**Record set:**
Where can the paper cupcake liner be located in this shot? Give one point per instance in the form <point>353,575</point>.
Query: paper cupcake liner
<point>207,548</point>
---
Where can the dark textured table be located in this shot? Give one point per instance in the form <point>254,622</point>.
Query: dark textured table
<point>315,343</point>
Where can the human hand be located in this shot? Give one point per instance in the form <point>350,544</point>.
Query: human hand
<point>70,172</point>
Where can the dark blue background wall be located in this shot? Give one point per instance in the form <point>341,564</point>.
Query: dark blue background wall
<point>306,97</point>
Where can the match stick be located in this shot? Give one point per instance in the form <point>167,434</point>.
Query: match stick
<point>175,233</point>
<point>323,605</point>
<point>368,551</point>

**The task:**
Check every line of the records, and copy the ones that hold the word "shot".

**Result of the exercise:**
Where can the paper cupcake liner be located in this shot? Give one point per instance in the form <point>353,575</point>.
Where can the dark textured table be located in this shot? Give one point per instance in the form <point>254,622</point>.
Where can the human hand be located in this shot? Give one point per instance in the form <point>350,544</point>.
Where can the dark blue background wall be located in this shot? Give one point per instance in the form <point>341,564</point>.
Where can the match stick be located in this shot? Give one point per instance in the form <point>167,434</point>.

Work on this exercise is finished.